(Region outline entries)
<<<<

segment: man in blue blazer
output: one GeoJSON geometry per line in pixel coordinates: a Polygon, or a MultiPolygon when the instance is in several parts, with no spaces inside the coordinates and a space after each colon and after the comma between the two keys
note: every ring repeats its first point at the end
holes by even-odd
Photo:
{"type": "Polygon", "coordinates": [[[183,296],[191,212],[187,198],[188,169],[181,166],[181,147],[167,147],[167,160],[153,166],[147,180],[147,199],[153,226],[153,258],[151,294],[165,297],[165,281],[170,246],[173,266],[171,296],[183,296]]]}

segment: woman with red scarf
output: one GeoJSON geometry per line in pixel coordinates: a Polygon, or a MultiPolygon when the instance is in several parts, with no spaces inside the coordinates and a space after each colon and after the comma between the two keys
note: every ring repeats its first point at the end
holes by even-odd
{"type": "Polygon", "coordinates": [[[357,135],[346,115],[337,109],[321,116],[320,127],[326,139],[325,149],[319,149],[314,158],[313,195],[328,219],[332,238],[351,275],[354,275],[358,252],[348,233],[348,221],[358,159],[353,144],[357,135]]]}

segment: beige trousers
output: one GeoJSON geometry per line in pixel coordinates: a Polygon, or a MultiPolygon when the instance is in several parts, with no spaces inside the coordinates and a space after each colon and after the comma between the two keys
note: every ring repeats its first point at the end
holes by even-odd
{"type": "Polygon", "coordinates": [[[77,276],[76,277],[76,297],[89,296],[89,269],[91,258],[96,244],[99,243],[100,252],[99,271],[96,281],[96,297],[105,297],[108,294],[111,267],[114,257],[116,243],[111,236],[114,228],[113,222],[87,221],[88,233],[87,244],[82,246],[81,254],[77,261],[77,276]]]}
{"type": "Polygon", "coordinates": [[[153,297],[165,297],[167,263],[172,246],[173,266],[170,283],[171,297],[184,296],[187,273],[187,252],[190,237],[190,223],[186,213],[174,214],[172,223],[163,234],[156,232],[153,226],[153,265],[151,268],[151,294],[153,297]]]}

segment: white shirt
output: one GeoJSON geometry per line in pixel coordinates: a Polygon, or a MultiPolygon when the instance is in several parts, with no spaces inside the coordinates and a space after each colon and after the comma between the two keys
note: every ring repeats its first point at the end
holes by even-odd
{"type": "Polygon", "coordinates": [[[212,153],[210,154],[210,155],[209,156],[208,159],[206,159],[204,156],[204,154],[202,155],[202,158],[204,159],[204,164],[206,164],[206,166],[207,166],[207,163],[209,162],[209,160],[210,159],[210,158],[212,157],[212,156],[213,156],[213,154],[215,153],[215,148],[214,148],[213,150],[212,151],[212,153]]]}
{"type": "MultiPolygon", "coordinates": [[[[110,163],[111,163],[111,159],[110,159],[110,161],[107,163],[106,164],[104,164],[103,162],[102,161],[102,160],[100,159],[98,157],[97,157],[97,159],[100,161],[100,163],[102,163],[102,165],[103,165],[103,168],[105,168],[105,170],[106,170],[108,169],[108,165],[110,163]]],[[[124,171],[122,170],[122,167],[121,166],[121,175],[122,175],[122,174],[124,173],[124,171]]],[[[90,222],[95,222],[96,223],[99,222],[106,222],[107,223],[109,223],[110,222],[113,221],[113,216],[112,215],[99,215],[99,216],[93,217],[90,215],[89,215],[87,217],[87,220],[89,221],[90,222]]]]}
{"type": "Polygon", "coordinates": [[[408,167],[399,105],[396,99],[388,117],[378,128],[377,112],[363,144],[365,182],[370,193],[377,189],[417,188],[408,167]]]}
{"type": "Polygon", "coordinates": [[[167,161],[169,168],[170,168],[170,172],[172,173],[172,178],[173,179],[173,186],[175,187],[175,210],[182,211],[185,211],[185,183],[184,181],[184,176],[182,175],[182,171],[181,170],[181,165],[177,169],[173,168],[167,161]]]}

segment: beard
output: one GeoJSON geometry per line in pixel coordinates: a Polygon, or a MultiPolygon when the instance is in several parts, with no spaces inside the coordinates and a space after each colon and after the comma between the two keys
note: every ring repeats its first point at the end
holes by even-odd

>>>>

- TASK DESCRIPTION -
Using the entries above, please restate each one word for word.

- COMPLETED TASK -
segment: man in blue blazer
output: one GeoJSON geometry per line in pixel coordinates: a Polygon, or a MultiPolygon when the instance is in several parts, with no spaces inside the coordinates and a space after each colon and after the comma between the two keys
note: every ring repeats its first point at the end
holes by even-odd
Photo:
{"type": "Polygon", "coordinates": [[[183,296],[191,212],[187,198],[188,169],[181,166],[181,147],[167,147],[167,160],[153,166],[147,180],[147,199],[153,226],[153,258],[151,294],[165,297],[165,281],[170,246],[173,266],[171,296],[183,296]]]}

segment: woman with red scarf
output: one GeoJSON geometry per line in pixel coordinates: a Polygon, or a MultiPolygon when the instance is in several parts, with no spaces inside the coordinates and a space after each colon and after the comma between the two keys
note: every ring repeats its first point at the end
holes by even-odd
{"type": "Polygon", "coordinates": [[[357,135],[346,115],[337,109],[321,116],[320,127],[326,139],[325,149],[319,149],[314,158],[313,195],[328,219],[332,238],[351,275],[354,275],[358,252],[348,233],[348,221],[358,159],[353,144],[357,135]]]}

segment: beige trousers
output: one GeoJSON geometry per line in pixel coordinates: a Polygon, or a MultiPolygon when the instance is in several parts, with no spaces inside the coordinates and a space after each colon and after the comma between the two keys
note: every ring repeats its first point at the end
holes by even-odd
{"type": "Polygon", "coordinates": [[[77,276],[76,277],[76,297],[89,296],[89,269],[91,258],[96,244],[99,243],[100,252],[99,271],[96,281],[96,297],[105,297],[108,294],[111,267],[114,257],[116,243],[111,236],[114,228],[113,222],[87,221],[88,233],[87,244],[82,246],[81,254],[77,261],[77,276]]]}
{"type": "Polygon", "coordinates": [[[153,297],[165,297],[167,263],[172,246],[173,266],[170,283],[171,297],[184,296],[187,273],[187,252],[190,237],[190,223],[186,213],[174,214],[172,223],[163,234],[156,232],[153,226],[153,265],[151,268],[151,294],[153,297]]]}

segment: white shirt
output: one GeoJSON geometry per line in pixel coordinates: a Polygon, or a MultiPolygon when the instance is in several parts, with no spaces inside the coordinates and a space after each colon and after the comma between the two keys
note: every ring repeats its first point at the end
holes by even-odd
{"type": "Polygon", "coordinates": [[[212,153],[210,154],[210,155],[209,156],[208,159],[206,159],[204,156],[204,154],[202,155],[202,158],[204,159],[204,164],[206,164],[206,166],[207,166],[207,163],[209,162],[209,160],[210,159],[210,158],[212,157],[212,156],[213,156],[213,154],[215,153],[215,148],[214,148],[213,150],[212,151],[212,153]]]}
{"type": "MultiPolygon", "coordinates": [[[[110,163],[111,163],[111,159],[110,159],[110,161],[107,163],[106,164],[104,164],[103,162],[102,161],[102,160],[100,159],[98,157],[97,157],[97,159],[100,161],[100,163],[102,163],[102,165],[103,165],[103,168],[105,168],[105,170],[106,170],[108,169],[108,165],[110,163]]],[[[124,171],[122,170],[122,167],[121,166],[121,175],[122,175],[122,174],[124,173],[124,171]]],[[[90,222],[95,222],[96,223],[99,222],[106,222],[107,223],[109,223],[110,222],[113,221],[113,216],[112,215],[99,215],[99,216],[93,217],[90,215],[89,215],[87,217],[87,220],[89,221],[90,222]]]]}
{"type": "Polygon", "coordinates": [[[408,167],[399,105],[396,99],[388,117],[378,128],[377,112],[363,144],[365,182],[370,193],[377,189],[417,188],[408,167]]]}
{"type": "Polygon", "coordinates": [[[167,161],[169,168],[170,168],[170,172],[172,173],[172,178],[173,179],[173,186],[175,187],[175,210],[182,211],[185,211],[185,183],[184,181],[184,176],[182,175],[182,171],[181,170],[181,165],[177,169],[173,168],[167,161]]]}

segment: beard
output: one GeoJSON geometry per line in pixel coordinates: a Polygon, or a MultiPolygon when the instance is in several parts, with no spaces inside the coordinates and a space after each colon and after the comma between the two keys
note: every ring repeats its first point at the end
holes by even-odd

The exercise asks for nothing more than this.